**Task 1**
Answer these questions about the TinyMCE post:
(a) Which element does the post say is gone after the content filtering, and what do the filtering rules disallow that explains this?
(b) What kind of scenario does the writer suspect, and for which formatting?
(c) How many list items appear in the filtered HTML?
**Task 2**
Reproduce word for word the part of the TinyMCE post starting with "The part that" and going on through "bold and italic.".

**Passage for review**
^^^^^^^^^^^^^^^^
And here it is after TinyMCE inserts it into the editor. Meaning, it's gone through TinyMCE's content filtering rules, which disalllow things like block level elements wrapped with inline elements, which is why the <strong> is gone, but it used it in the empty paragraphs:

<p>This is bold text.</p>
<p><strong>&nbsp;</strong></p>
<p>This is normal text but this is italic.</p>
<p><strong>&nbsp;</strong></p>
<p>A line</p>
<p>Another line without hitting enter twice.</p>
<p><strong>&nbsp;</strong></p>
<p>What about bold italic?</p>
<h2>This is headline 2.</h2>
<p><strong>&nbsp;</strong></p>
<p>This is a bullet list:</p>
<p><strong>&nbsp;</strong></p>
<ul>
    <li>
        <p>one</p>
    </li>
    <li>
        <p>two is italic</p>
    </li>
    <li>
        <p>three</p>
    </li>
</ul>
<p><strong>&nbsp;</strong></p>
<p>Another line of text.</p>

The part that we've got some control over is what converts the original input (1) to 2 above. But it looks to me like we might have a garbage-in-garbage-out scenario here, at least with regard to the bold and italic.
^^^^^^^^^^^^^^^^
**Saved entries**
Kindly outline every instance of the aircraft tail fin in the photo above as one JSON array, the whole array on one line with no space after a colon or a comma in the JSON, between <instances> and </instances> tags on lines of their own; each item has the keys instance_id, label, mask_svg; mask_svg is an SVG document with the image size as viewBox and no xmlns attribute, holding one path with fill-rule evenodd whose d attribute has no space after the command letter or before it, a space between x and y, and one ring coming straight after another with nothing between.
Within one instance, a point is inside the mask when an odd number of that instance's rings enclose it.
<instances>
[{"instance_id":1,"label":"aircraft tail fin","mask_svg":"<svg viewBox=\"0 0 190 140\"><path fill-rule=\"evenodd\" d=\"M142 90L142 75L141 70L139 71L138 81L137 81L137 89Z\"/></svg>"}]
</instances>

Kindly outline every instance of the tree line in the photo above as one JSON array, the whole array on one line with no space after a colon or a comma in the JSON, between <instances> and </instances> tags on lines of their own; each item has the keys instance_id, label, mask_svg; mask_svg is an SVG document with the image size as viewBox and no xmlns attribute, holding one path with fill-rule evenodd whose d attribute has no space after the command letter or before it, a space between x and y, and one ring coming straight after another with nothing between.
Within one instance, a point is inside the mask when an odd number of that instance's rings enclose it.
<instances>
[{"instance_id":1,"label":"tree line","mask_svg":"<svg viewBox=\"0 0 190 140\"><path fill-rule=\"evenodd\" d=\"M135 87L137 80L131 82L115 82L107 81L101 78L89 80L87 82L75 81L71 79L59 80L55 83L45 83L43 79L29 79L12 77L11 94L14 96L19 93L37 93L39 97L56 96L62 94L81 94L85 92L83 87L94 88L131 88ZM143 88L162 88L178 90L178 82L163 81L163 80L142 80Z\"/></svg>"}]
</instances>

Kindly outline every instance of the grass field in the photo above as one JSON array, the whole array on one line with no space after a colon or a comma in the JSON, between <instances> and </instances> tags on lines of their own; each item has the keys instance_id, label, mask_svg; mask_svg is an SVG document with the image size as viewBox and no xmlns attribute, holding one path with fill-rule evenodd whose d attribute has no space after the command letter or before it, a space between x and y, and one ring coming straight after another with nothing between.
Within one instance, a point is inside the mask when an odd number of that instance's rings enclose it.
^^^^^^^^^^^^^^^^
**Response box 1**
(a) The <strong> element is gone, because the filtering rules disallow block level elements wrapped with inline elements.
(b) A garbage-in-garbage-out scenario, at least with regard to the bold and italic.
(c) Three.

**Response box 2**
The part that we've got some control over is what converts the original input (1) to 2 above. But it looks to me like we might have a garbage-in-garbage-out scenario here, at least with regard to the bold and italic.